- [Your task]:
Except for the images, repeat the entries below word for word.
### Record set
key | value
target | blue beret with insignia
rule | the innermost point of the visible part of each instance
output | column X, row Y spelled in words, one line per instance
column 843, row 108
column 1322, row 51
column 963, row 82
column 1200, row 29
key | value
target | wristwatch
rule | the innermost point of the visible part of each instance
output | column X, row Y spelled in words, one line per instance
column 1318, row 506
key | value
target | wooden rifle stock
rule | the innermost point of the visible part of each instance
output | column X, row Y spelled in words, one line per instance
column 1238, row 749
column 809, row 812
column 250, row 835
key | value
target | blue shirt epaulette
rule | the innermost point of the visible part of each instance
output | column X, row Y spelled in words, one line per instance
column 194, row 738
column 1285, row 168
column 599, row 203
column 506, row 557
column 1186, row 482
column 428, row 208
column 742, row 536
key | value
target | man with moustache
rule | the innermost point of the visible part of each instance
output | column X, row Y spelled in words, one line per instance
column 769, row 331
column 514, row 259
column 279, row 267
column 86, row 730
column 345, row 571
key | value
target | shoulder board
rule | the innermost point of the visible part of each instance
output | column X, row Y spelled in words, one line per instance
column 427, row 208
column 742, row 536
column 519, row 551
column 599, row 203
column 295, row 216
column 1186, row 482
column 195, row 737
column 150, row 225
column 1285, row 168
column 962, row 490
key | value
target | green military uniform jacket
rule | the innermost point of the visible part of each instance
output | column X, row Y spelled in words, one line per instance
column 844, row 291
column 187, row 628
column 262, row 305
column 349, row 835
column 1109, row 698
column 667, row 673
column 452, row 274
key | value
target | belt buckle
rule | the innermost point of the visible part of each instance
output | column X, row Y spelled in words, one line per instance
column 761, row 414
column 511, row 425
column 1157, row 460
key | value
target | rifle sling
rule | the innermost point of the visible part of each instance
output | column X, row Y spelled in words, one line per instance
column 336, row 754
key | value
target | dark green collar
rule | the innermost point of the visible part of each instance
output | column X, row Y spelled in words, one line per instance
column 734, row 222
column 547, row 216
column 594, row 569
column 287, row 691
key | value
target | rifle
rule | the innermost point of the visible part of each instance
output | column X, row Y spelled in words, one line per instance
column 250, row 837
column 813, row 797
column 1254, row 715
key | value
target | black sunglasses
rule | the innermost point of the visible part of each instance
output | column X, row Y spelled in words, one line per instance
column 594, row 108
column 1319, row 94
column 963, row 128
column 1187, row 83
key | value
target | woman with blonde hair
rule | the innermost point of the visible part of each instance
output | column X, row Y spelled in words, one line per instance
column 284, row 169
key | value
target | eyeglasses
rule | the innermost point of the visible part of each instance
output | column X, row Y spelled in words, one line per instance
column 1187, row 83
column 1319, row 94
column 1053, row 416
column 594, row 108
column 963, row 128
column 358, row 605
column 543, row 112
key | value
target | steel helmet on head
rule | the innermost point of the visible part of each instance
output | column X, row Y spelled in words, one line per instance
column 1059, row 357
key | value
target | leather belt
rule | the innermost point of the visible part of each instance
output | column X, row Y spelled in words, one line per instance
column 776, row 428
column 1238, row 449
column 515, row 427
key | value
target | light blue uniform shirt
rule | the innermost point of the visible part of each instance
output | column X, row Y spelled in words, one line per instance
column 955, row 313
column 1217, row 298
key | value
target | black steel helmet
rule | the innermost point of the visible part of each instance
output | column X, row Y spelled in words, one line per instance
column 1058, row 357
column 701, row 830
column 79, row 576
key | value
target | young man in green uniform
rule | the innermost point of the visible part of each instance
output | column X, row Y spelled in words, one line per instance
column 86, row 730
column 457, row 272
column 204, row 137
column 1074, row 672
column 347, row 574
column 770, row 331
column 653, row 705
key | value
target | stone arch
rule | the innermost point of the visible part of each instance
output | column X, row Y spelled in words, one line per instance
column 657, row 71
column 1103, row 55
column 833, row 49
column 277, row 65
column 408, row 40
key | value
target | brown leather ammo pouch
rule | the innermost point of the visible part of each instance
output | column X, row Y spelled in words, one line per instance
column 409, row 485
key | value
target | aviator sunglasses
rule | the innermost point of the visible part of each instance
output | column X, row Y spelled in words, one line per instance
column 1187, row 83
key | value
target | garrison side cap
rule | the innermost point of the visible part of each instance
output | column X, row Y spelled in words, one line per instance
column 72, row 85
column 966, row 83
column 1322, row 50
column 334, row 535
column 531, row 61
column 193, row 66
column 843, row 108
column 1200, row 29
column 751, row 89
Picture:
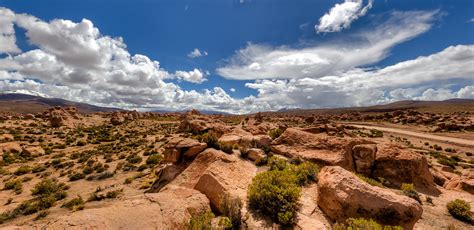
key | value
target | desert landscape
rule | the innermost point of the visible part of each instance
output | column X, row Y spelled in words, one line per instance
column 404, row 168
column 236, row 114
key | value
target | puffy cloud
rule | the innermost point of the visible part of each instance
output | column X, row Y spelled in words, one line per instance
column 365, row 47
column 194, row 76
column 197, row 53
column 7, row 32
column 466, row 92
column 432, row 77
column 342, row 15
column 74, row 61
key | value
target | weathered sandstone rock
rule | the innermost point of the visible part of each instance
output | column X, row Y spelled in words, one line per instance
column 343, row 195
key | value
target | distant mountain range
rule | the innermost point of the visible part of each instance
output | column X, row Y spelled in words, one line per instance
column 451, row 105
column 24, row 103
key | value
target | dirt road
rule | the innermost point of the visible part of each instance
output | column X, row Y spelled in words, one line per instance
column 427, row 136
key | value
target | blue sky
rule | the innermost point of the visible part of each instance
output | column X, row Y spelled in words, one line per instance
column 273, row 54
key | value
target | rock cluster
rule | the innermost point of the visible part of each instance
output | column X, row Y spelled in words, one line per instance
column 179, row 148
column 395, row 164
column 343, row 195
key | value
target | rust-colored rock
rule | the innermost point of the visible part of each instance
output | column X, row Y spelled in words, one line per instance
column 399, row 165
column 255, row 154
column 462, row 183
column 343, row 195
column 215, row 173
column 364, row 157
column 178, row 148
column 325, row 150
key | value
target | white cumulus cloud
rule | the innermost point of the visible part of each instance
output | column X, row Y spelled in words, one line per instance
column 342, row 15
column 197, row 53
column 194, row 76
column 365, row 47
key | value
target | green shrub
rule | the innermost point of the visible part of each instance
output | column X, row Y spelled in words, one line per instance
######
- [Task output]:
key | value
target | blue beret with insignia
rule | the innermost point of the visible part of each instance
output | column X, row Y spelled in words, one line per instance
column 843, row 108
column 1322, row 51
column 963, row 82
column 1200, row 29
key | value
target | wristwatch
rule | the innermost point of the visible part of each instance
output | column X, row Y spelled in words, one line per instance
column 1318, row 506
key | value
target | wooden rifle stock
rule | the innermost point of the visible part of each instance
output | column X, row Y spelled in words, one line per instance
column 1238, row 749
column 809, row 812
column 250, row 835
key | value
target | blue shirt epaulette
rule | the innermost point of the visible part of each instance
output | column X, row Y spelled in words, one line per instance
column 194, row 738
column 1285, row 168
column 599, row 203
column 506, row 557
column 1186, row 482
column 428, row 208
column 742, row 536
key | value
target | man with moustache
rule | the innermost point of the visible part of each instance
output | column X, row Y spelled in words, one line per instance
column 769, row 331
column 514, row 259
column 279, row 267
column 86, row 730
column 345, row 571
key | value
target | shoulder board
rule | the innermost point of the visible part of each instance
output | column X, row Y spelled in words, one line per instance
column 427, row 208
column 742, row 536
column 519, row 551
column 599, row 203
column 295, row 216
column 1186, row 482
column 195, row 737
column 150, row 225
column 1285, row 168
column 962, row 490
key | value
target | green military uniform jacket
rule | the innermost point of the visible part of each instance
output | column X, row Y spelled in words, one line per instance
column 844, row 291
column 187, row 628
column 262, row 305
column 349, row 835
column 1109, row 698
column 667, row 673
column 452, row 274
key | value
target | belt buckle
rule | the innermost point of the visible part of each instance
output | column X, row Y spelled in words, one line per instance
column 761, row 414
column 511, row 425
column 1157, row 460
key | value
target | rifle sling
rule | the innermost point of the visible part of each instance
output | column X, row Y spelled in words, one line per instance
column 336, row 754
key | value
target | dark green collar
rule | the innermost point of the visible part of each instance
output | column X, row Y spelled in words, one line per instance
column 734, row 222
column 547, row 216
column 594, row 569
column 287, row 691
key | value
target | rifle
rule | the innermost point of the visible part of each instance
output | column X, row Y spelled in words, one line per instance
column 250, row 837
column 813, row 797
column 1254, row 715
key | value
target | black sunglasses
rule | the innermost point of the visible part of each instance
output | column X, row Y spelled in words, one line per instance
column 594, row 108
column 1319, row 94
column 963, row 128
column 1187, row 83
key | value
target | woman with blonde hair
rule | the innermost point of the visible part of each instance
output | column X, row Y spelled in words, one line per instance
column 284, row 169
key | value
target | eyeglasses
rule | the innermost point of the visible part of each instance
output | column X, row Y spelled in words, one line per instance
column 1187, row 83
column 1319, row 94
column 1053, row 416
column 594, row 108
column 963, row 128
column 358, row 605
column 543, row 112
key | value
target | steel helmet on head
rule | the innermost point of the visible part of each instance
output | column X, row Y spelled in words, one line per instance
column 1059, row 357
key | value
target | leather belt
rule | the innermost point of the visible part of each instance
output | column X, row Y spelled in words, one line per instance
column 776, row 428
column 1238, row 449
column 515, row 427
key | value
target | light blue uniform shirt
rule | the innermost point of the visible part of each instance
output | column X, row Y spelled in words, one line per instance
column 955, row 313
column 1217, row 298
key | value
target | black steel helmet
rule | the innermost point of the visible part of each instance
output | column X, row Y spelled in words, one line per instance
column 1058, row 357
column 701, row 830
column 79, row 576
key | value
target | young man in green uniform
rule | the innermost point of the visible part of each instance
output | column X, row Y spelled in words, one line per instance
column 86, row 730
column 457, row 272
column 204, row 137
column 1074, row 672
column 347, row 574
column 770, row 331
column 653, row 705
key | value
target | stone arch
rule | the innermost point of the visible part of each instance
output | column X, row Y spelled in words, one line per instance
column 657, row 71
column 1103, row 55
column 833, row 49
column 277, row 65
column 408, row 40
key | value
target | brown leather ammo pouch
rule | the innermost point of the visible part of each instance
output | column X, row Y spelled in words, one line per instance
column 409, row 485
key | value
target | aviator sunglasses
rule | the innermost point of the visible part of each instance
output | column X, row Y spelled in words, one line per instance
column 1187, row 83
key | value
target | garrison side cap
rule | the innermost point of the visible part of each instance
output | column X, row Y spelled in words, one line per instance
column 72, row 85
column 966, row 83
column 1322, row 50
column 334, row 535
column 531, row 61
column 193, row 66
column 843, row 108
column 1200, row 29
column 751, row 89
Picture:
key | value
target | desert landscape
rule | the innermost point of the visible part of each instance
output | column X, row Y spelled in words, one line per instance
column 404, row 168
column 236, row 114
key | value
target | puffy cloud
rule | the innermost point of the visible part of each instance
output | column X, row Y spelled in words, one line per instance
column 365, row 47
column 194, row 76
column 197, row 53
column 7, row 32
column 466, row 92
column 432, row 77
column 342, row 15
column 74, row 61
key | value
target | weathered sandstone rock
rule | the innermost point of the visible part of each instance
output | column X, row Y spelled in words, one line per instance
column 343, row 195
key | value
target | distant mountain range
rule | the innermost point of the visible part of each instance
output | column X, row Y spelled in words, one line per instance
column 451, row 105
column 24, row 103
key | value
target | dirt road
rule | the innermost point of the visible part of each instance
output | column X, row Y spelled in words, one line per instance
column 427, row 136
key | value
target | blue sky
rule | the innermost point of the visible part of each instance
output | column X, row Y spelled in words, one line per instance
column 273, row 54
key | value
target | rock cluster
rule | the innermost point of the visible part of each instance
output | column X, row Y spelled in words, one line per instance
column 179, row 148
column 395, row 164
column 343, row 195
key | value
target | rust-colored rock
rule | the innermost point of the visible part of each instance
output | column X, row Y spelled in words, one line per instance
column 399, row 165
column 255, row 154
column 462, row 183
column 343, row 195
column 215, row 173
column 364, row 157
column 178, row 148
column 325, row 150
key | value
target | white cumulus cloud
rule | the innermost point of the visible part of each instance
output | column X, row Y spelled in words, one line per instance
column 342, row 15
column 197, row 53
column 194, row 76
column 365, row 47
key | value
target | green shrub
rule | the innermost point of the visible part of each instance
output | column X, row Y spelled in words, one line per instance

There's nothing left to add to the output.